(Exercise instructions)
In the entries below, reproduce the lines from the one containing "of the blue" up to and including the one containing "Target: blue barrel", character for character.

(Dataset extract)

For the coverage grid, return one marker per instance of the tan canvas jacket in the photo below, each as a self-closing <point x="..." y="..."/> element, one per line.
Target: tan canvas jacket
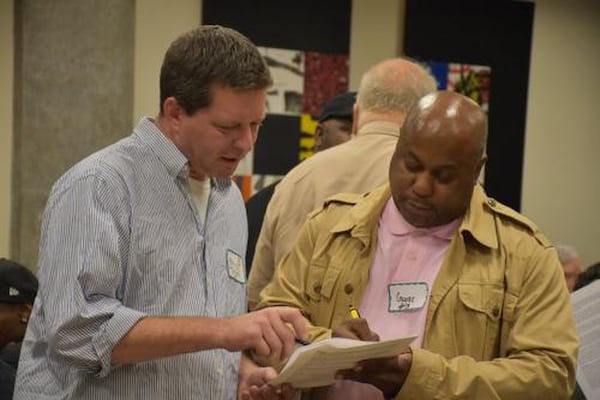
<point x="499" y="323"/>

---

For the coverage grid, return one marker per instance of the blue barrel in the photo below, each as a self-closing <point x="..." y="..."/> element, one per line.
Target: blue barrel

--

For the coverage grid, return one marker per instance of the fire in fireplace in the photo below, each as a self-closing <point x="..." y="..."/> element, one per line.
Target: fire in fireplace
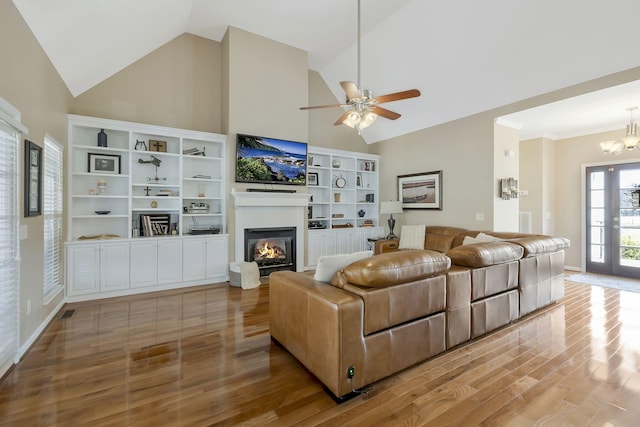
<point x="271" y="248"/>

(The answer)
For the coverage grid, return one marker per instance of the blue barrel in the photo below, each as a self-closing <point x="..." y="..."/> element, one per line.
Target: blue barrel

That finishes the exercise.